[start of Excerpt provided]

---
---
# De-coupling APIs and controllers
## What really _is_ an API?
In Kubernetes, operators are controller implementations of custom APIs (as opposed to a non-operator controller, which primarily operates on APIs that already exist in the cluster, either built-in or provided by other operators).
The custom APIs are defined in one of two ways:
- [Custom resource definitions](https://kubernetes.io/docs/tasks/extend-kubernetes/custom-resources/custom-resource-definitions/)
- [Aggregated API servers](https://kubernetes.io/docs/concepts/extend-kubernetes/api-extension/apiserver-aggregation/)
Note that for a given resource, it is not possible for a single control plane to serve an API via both a CRD and an aggregated API server because they both require a URL path reservation for the apiserver to use.
### CustomResourceDefinition
A CustomResourceDefinition declaratively describes an API and its versions. It defines the API's schema as well as configurations for admission and conversion webhooks. Thus the collection of resources that are typically found associated with a CustomResourceDefinition are:
- `CustomResourceDefinition` - defines the API
- `Namespace` - location to run any provided webhooks
- `Deployment` - definitions of webhook servers
- `Service` - mechanism for apiserver to reach webhook servers
- RBAC (`ClusterRole`, `ClusterRoleBinding`, `Role`, `RoleBinding`, `ServiceAccount`) - permissions required by webhook servers to function
- `ValidatingWebhookConfiguration` - informs API server about how to connect to validating webhook
- `MutatingWebhookConfiguration` - informs API server about how to connect to mutating webhook
- cert-manager `Certificate` or similar - often used to automatically provision/roll client/server certs and CAs for authentication between apiserver and webhook server
### APIService
Typically, an API service is a pod that serves an API to a control plane and a configuration object that tells the control plane how to reach the pod. This pod is responsible for handling CRUD/REST-style requests proxied to it by the apiserver on behalf of requests made by clients of the apiserver.
Thus the collection of resources that are typically found associated with an APIService are:
- `APIService` - informs the apiserver about where to proxy requests for the API.
- `Namespace` - location to run the aggregated API service
- `Deployment` - specification for running the aggregated API service
- RBAC (`ClusterRole`, `ClusterRoleBinding`, `Role`, `RoleBinding`, `ServiceAccount`) - permissions required by aggregated API server to function
- cert-manager `Certificate` or similar - often used to automatically provision/roll client/server certs and CAs for authentication between apiserver and aggregated API server
## Use cases
1. CRD conversion webhooks must be lifecycled with CRDs.
- Conversion webhooks configured on the CRD must be available for the entire lifetime of the CRD's existence. Otherwise the core GC controller fails (i.e. stops garbage collecting across the cluster).

[end of Excerpt provided]
[start of Data supplied]

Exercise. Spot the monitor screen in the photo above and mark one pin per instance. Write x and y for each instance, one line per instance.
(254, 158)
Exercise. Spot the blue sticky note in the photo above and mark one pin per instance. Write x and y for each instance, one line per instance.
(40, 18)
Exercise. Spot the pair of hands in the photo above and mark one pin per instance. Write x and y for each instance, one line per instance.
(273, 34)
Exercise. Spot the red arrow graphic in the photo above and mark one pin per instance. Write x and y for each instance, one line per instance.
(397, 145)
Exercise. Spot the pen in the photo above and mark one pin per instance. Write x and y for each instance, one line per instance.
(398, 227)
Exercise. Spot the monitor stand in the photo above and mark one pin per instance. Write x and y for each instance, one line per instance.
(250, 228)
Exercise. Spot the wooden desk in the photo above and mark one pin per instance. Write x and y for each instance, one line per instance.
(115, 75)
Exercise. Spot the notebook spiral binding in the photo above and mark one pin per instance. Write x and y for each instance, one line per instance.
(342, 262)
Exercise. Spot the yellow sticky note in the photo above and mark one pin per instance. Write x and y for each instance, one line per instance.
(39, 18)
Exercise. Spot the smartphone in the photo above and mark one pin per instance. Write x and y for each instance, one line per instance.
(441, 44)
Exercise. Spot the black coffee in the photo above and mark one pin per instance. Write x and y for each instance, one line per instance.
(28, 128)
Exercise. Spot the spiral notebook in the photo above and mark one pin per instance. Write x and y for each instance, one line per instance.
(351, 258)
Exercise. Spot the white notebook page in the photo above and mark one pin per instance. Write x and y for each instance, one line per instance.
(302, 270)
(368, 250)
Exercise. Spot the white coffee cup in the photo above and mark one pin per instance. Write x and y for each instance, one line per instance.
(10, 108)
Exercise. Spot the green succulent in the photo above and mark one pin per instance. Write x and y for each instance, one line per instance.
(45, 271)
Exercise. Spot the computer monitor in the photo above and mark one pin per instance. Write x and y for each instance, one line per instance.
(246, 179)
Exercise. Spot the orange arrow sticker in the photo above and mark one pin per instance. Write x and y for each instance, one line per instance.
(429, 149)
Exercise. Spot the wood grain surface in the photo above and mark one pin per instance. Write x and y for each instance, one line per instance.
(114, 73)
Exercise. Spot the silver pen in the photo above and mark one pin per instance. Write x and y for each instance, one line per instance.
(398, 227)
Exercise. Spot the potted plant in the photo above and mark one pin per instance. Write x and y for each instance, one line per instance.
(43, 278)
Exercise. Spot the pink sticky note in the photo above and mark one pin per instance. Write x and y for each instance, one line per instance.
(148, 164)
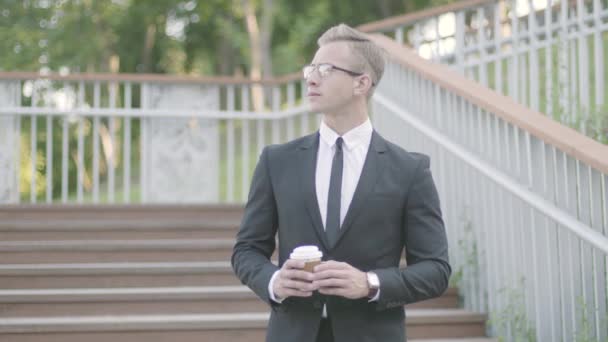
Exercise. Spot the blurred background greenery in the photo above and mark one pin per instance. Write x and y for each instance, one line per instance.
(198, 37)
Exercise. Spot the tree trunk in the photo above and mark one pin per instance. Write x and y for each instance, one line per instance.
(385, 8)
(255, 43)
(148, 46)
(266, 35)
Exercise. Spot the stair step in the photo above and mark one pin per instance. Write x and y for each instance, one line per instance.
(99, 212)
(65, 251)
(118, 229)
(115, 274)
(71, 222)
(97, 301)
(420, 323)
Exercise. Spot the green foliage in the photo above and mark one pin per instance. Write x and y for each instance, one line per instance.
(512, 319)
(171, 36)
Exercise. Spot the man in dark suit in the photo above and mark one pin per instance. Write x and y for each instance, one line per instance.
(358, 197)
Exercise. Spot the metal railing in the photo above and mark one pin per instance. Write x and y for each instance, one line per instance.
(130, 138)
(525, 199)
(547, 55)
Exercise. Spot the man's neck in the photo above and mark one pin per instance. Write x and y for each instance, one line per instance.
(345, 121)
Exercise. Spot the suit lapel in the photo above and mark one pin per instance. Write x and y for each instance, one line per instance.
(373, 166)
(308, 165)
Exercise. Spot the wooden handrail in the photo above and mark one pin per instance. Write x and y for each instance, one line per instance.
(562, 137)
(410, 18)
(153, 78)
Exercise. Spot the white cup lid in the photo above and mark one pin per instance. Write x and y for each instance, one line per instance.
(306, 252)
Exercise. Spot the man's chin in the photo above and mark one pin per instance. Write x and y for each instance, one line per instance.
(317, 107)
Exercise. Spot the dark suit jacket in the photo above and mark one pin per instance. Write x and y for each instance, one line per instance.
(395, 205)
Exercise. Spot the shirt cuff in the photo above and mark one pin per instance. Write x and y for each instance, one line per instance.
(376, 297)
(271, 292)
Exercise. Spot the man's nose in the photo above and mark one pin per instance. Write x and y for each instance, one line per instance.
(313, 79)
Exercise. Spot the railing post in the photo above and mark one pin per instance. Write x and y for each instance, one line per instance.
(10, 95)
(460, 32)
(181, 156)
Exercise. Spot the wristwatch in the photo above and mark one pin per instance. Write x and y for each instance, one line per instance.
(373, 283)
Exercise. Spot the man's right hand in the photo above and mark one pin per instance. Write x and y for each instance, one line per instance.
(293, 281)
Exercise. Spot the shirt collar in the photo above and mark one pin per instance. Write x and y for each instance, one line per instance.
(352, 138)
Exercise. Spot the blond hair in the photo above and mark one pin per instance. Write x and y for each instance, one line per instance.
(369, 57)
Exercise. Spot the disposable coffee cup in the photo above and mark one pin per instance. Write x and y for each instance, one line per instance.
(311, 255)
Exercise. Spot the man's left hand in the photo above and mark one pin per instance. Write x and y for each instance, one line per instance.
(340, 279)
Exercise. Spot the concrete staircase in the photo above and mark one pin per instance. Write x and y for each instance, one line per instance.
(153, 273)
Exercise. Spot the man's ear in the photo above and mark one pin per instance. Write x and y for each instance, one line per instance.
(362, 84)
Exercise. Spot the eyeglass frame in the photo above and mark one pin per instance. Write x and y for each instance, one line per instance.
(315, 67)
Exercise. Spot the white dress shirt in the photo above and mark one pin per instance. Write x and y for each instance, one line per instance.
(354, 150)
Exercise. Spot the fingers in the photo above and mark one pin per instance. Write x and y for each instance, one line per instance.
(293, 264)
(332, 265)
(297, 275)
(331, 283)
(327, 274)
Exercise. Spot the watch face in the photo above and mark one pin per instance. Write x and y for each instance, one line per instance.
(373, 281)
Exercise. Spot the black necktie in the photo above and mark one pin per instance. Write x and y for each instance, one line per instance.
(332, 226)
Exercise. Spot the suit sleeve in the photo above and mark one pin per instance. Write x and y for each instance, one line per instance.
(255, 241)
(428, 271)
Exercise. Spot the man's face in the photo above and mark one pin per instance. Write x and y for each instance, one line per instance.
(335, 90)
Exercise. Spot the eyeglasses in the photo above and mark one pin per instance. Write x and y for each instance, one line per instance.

[end of Data supplied]
[start of Data supplied]

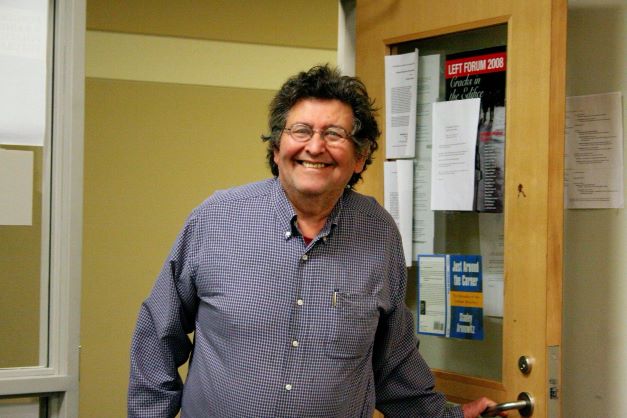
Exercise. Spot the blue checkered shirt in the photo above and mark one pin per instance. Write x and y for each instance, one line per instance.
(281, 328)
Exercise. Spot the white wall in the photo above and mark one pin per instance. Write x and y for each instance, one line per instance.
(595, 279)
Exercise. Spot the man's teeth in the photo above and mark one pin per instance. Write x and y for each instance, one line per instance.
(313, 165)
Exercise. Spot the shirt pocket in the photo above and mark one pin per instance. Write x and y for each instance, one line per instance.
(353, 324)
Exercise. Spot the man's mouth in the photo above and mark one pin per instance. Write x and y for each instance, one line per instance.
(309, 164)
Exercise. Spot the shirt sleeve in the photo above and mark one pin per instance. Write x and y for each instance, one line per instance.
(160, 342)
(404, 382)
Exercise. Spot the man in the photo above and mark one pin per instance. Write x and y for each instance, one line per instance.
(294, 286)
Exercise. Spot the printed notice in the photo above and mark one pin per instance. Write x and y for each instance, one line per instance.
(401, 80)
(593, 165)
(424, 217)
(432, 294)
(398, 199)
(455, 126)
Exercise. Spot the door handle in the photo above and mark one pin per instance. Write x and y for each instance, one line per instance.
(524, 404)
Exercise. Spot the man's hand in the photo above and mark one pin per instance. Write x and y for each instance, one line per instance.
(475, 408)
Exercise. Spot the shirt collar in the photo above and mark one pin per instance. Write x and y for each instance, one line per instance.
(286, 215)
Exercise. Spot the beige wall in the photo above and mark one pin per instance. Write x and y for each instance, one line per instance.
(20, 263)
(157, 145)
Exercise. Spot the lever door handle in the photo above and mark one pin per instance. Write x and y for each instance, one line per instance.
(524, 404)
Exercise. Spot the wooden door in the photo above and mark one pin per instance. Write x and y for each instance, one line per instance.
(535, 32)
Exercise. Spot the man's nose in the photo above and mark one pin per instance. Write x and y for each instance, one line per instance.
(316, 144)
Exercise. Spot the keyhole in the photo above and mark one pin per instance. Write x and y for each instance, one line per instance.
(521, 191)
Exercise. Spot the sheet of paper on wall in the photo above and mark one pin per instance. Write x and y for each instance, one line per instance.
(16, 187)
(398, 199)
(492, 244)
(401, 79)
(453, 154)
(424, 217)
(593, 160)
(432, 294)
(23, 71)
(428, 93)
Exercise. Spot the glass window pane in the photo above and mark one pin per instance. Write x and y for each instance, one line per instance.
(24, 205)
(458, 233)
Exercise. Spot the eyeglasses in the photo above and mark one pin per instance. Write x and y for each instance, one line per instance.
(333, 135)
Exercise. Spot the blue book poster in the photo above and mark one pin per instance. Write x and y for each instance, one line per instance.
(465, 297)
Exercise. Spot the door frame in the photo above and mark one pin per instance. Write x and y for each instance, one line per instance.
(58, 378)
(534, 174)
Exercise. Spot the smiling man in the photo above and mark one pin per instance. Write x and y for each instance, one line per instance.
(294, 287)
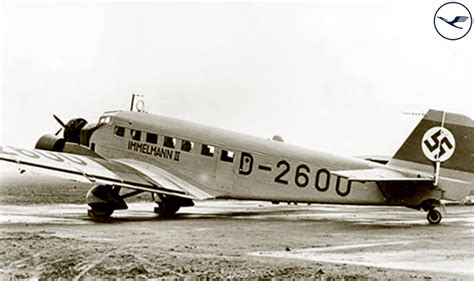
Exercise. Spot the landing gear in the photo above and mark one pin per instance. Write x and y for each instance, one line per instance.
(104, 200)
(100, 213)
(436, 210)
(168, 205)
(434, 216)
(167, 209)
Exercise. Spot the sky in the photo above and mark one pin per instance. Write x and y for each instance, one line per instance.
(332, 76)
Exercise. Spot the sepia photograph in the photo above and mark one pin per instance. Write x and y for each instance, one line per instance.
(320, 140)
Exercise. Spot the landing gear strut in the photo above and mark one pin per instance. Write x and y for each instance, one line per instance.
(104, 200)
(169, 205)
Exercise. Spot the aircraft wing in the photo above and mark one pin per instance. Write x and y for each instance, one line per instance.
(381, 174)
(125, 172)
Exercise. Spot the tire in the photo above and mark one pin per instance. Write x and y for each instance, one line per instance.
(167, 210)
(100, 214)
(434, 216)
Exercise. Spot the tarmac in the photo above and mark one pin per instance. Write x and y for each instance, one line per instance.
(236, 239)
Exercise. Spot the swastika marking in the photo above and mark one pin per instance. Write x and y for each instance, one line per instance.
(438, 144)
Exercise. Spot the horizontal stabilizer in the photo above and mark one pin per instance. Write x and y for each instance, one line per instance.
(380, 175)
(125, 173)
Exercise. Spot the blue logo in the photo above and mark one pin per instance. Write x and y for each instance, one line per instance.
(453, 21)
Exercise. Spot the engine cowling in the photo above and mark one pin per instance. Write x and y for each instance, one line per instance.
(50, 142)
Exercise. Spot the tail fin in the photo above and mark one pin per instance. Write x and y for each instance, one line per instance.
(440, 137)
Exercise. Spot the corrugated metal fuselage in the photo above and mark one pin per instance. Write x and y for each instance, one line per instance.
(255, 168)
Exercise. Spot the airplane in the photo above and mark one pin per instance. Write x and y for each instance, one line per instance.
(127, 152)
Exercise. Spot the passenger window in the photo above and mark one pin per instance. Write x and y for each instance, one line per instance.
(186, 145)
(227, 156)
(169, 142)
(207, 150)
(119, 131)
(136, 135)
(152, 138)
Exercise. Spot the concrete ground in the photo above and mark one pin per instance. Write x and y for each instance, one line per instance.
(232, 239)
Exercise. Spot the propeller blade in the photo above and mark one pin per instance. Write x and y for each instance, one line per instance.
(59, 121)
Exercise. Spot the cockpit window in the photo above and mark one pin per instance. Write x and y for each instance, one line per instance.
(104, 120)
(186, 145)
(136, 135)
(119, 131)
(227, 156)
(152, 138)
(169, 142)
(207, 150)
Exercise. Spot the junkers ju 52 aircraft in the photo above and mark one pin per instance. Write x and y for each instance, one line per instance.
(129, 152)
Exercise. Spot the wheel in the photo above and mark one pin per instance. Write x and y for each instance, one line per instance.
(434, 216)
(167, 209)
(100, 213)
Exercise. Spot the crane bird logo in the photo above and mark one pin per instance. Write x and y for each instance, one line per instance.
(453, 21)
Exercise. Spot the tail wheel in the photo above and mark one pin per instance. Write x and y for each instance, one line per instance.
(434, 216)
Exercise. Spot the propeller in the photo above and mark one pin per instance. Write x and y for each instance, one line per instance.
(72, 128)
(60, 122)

[end of Data supplied]
[start of Data supplied]

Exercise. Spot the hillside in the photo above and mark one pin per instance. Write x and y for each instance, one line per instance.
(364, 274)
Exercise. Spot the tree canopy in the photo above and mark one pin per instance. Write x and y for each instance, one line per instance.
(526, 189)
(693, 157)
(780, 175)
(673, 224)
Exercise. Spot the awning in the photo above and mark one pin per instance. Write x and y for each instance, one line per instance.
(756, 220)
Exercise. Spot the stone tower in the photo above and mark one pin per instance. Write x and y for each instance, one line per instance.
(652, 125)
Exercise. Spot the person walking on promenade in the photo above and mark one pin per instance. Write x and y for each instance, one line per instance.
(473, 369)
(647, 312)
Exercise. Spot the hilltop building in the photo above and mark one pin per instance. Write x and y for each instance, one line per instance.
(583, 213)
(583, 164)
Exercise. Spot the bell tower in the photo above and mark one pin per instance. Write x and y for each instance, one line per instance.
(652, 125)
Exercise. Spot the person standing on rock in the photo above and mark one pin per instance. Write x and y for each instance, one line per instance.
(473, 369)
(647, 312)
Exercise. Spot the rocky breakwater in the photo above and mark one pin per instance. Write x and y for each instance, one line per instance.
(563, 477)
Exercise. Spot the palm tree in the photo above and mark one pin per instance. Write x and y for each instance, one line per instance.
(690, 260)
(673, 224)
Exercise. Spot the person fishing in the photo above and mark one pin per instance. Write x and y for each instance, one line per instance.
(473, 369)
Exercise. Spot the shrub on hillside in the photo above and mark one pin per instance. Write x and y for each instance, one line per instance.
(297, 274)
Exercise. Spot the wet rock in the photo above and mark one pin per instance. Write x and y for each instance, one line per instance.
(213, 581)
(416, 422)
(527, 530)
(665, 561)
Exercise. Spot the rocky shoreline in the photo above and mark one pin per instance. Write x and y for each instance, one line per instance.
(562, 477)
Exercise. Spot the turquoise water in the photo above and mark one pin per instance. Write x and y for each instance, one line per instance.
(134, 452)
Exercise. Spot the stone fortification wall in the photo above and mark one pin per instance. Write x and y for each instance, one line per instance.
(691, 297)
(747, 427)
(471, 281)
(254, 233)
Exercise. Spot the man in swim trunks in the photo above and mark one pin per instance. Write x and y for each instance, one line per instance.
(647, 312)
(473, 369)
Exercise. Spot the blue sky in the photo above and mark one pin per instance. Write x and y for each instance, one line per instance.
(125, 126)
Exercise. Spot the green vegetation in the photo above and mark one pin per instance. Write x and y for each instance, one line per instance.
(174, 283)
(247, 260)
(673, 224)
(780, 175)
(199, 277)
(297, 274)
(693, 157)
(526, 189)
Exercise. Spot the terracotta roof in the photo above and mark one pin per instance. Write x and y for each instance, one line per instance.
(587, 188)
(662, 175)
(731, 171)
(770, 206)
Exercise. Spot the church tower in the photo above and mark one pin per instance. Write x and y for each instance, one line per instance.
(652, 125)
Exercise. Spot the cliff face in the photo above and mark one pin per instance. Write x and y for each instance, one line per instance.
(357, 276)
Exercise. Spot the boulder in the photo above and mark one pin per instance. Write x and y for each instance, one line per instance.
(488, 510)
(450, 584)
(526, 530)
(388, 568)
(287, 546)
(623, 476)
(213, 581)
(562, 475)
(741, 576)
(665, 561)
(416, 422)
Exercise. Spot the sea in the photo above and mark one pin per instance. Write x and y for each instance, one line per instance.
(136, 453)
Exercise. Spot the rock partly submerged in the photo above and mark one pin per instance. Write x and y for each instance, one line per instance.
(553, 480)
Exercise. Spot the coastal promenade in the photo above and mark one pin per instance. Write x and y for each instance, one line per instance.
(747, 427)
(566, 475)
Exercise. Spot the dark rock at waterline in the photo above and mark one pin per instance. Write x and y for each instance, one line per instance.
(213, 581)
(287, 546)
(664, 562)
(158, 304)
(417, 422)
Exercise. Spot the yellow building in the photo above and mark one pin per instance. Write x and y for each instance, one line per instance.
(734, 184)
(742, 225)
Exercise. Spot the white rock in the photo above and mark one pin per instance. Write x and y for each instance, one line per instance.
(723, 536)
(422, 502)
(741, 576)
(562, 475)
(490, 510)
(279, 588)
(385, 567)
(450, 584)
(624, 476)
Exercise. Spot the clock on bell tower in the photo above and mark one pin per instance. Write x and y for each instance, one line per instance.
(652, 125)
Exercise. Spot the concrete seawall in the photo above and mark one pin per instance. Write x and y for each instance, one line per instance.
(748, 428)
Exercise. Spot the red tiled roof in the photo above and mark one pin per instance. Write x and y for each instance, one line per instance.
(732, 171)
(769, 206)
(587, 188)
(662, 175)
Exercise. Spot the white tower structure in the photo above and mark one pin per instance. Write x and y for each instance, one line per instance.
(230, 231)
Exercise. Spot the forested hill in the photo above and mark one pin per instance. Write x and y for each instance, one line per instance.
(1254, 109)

[end of Data supplied]

## Tasks for this exercise
A. Pull out every row that contains the word "black", treating uppercase and lowercase as different.
B. Carry on the Kubernetes notes on de-coupling APIs and controllers from their final sentence.

## Responses in order
A.
Exercise. Spot the black coffee in the photo above and mark one pin per instance. Write x and y for each instance, one line per instance.
Exercise. Spot the black necktie in the photo above and mark one pin per instance. Write x and y for each instance, one line per instance.

B.
1. Admission webhooks
- Admission webhooks that apply to all objects of a CRD should be lifecycled with CRDs. Controller variants may require running their own admission webhooks, scoped to the namespaces that the controller is watching. Admission webhook configurations are cluster-scoped objects, so care must be taken to ensure that bundles for controller variants do not conflict on the name of the admission webhook configs. (Perhaps this situation calls for 3 bundles: CRD, AdmissionWebhookConfigs, Controller+Webhook servers?)
1. Finalizers
- When an object that has a finalizer is deleted, Kubernetes marks it with a deletion timestamp, but waits for something to process the deletion and remove the finalizer. If a finalizer is applicable to all objects of that API, a finalizer controller should be packaged with the API bundle. If a finalizer implementation is specific to a particular controller variant, things become somewhat complicated. Often the finalizer logic exists in the reconciling controller itself. In that case, it means the controller must exist and be running in the cluster until all of the CRs with finalizers are removed. If nothing exists to process the finalizer, the deletion of the CR will be blocked forever (or until someone manually removes the finalizer). And a blocked CR deletion cascades and causes a CRD deletion to be blocked as well.
1. Upgrade lifecycling
- If decoupled from their controllers, API upgrades can focus purely on the validity of _just_ APIs being upgraded. Concerns related to schema changes, stored version migration, webhook deployment strategy, etc. can all be handled without concern for controller-related lifecycling. OLM's dependency resolution would ensure that APIs cannot be upgraded unless all installed controllers allow it (via their declared dependency on the API package).
- If decoupled from their APIs, upgrading and downgrading controllers becomes much easier. Rollbacks are no longer necessarily contigent on the ability to _also_ rollback an API.
1. Uninstall
- Moving to a declarative model for operator lifecycling, we will likely need to treat bundles as a unit for install/uninstall. If a bundle contains CRDs, deleting that bundle from the cluster will delete the CRDs. Deleting CRDs cascades to deletion of CRs and user workloads. If CRDs and controllers are split into separate bundles, a controller can be atomically deleted without affecting CRDs and CRs.
1. De-scoping
- If we separate APIs from controllers, our de-scoping story is likely simplified down to API de-scoping. There are already several very visible examples of multiple controllers for the same API being installed together in a cluster. The most obvious example is the Ingress API and all of the ingress controllers.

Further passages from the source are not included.